[Records from a collection]
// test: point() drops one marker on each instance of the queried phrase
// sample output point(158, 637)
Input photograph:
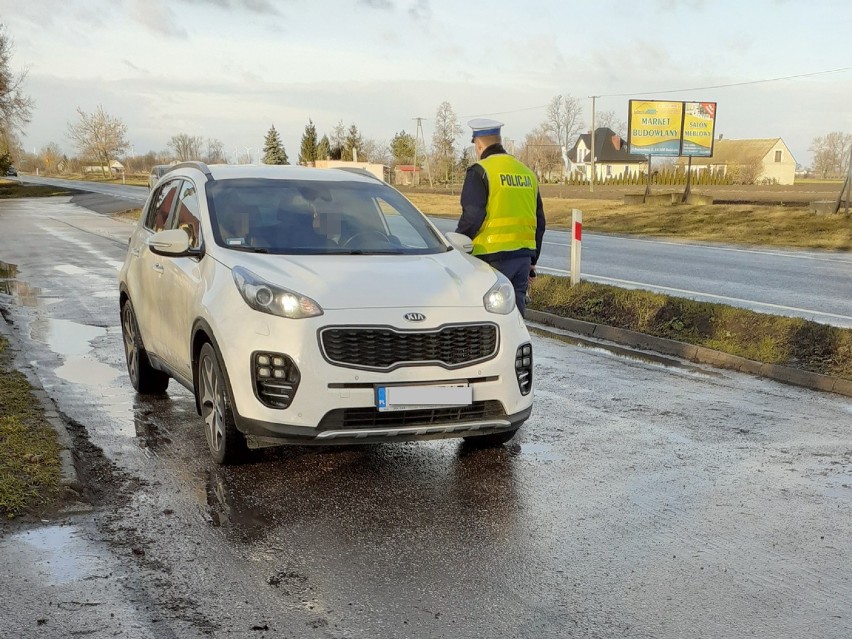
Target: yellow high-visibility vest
point(510, 220)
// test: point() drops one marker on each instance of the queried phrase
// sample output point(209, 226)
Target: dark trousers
point(517, 269)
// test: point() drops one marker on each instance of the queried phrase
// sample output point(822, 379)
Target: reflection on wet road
point(643, 499)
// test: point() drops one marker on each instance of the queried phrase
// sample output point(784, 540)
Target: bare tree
point(540, 152)
point(447, 129)
point(215, 151)
point(186, 147)
point(375, 151)
point(609, 120)
point(15, 105)
point(563, 120)
point(50, 156)
point(831, 154)
point(99, 136)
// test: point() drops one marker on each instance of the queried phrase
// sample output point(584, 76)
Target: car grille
point(386, 348)
point(357, 418)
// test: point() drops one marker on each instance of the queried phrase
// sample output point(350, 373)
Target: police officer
point(501, 209)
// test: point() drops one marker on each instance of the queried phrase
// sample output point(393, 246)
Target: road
point(645, 498)
point(815, 285)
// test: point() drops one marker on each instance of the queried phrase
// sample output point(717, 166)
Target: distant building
point(379, 170)
point(406, 175)
point(611, 156)
point(749, 161)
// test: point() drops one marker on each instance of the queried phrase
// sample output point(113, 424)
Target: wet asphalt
point(644, 498)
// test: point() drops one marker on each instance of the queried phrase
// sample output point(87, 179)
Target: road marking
point(799, 256)
point(656, 287)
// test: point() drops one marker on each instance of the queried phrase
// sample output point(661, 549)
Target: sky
point(230, 69)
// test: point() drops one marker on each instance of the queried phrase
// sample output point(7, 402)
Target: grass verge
point(793, 342)
point(29, 452)
point(745, 224)
point(10, 189)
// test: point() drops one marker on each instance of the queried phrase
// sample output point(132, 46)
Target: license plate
point(417, 397)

→ **PROBLEM STATEMENT**: Leave the images out, please, and restate each line word for word.

→ **REPLY TO THE EXERCISE**:
// test: point() drops one marker on each instance of the queried phrase
// sample output point(158, 637)
Input photograph:
Target: yellow high-visibility vest
point(510, 220)
// test: point() drops one marker on each instance of the queried phrase
// sample output point(209, 226)
Target: dark trousers
point(517, 269)
// test: point() drops one marker on each instance of the queried phrase
// sample output point(822, 379)
Target: reflection on wet road
point(643, 499)
// test: point() drops one marker on each instance of the queried phrase
// sample output point(784, 540)
Target: bare tree
point(540, 152)
point(447, 129)
point(215, 151)
point(186, 147)
point(375, 151)
point(609, 120)
point(15, 105)
point(563, 120)
point(50, 156)
point(831, 154)
point(99, 136)
// test: point() drops one marker on each instance of the queried phrase
// sample output point(584, 76)
Target: car grille
point(386, 348)
point(357, 418)
// test: point() drops one marker on each instance of the queried phrase
// sample output point(350, 373)
Target: police officer
point(501, 209)
// test: point() drops one marker on each instance of the queried phrase
// sample output point(393, 246)
Target: road
point(645, 498)
point(815, 285)
// test: point() drops one marker on each instance of the queried phrase
// sample output point(717, 166)
Target: distant building
point(379, 170)
point(406, 175)
point(611, 156)
point(749, 161)
// test: point() drops one marker on each instance of the queried phrase
// sample output point(113, 424)
Target: wet asphalt
point(644, 498)
// test: point() drops one marker on each instance of the queried phrase
// sample output point(87, 179)
Target: road marking
point(799, 256)
point(656, 287)
// test: point() drops one marker on each instance of the queried phrase
// sample output point(661, 549)
Target: sky
point(230, 69)
// test: point() drops one marker on each instance of the queried phrase
// sample output point(7, 402)
Target: grass verge
point(793, 342)
point(29, 452)
point(745, 224)
point(10, 189)
// test: point() drops one marker on each instance of the queried phrase
// sample output point(132, 46)
Target: license plate
point(417, 397)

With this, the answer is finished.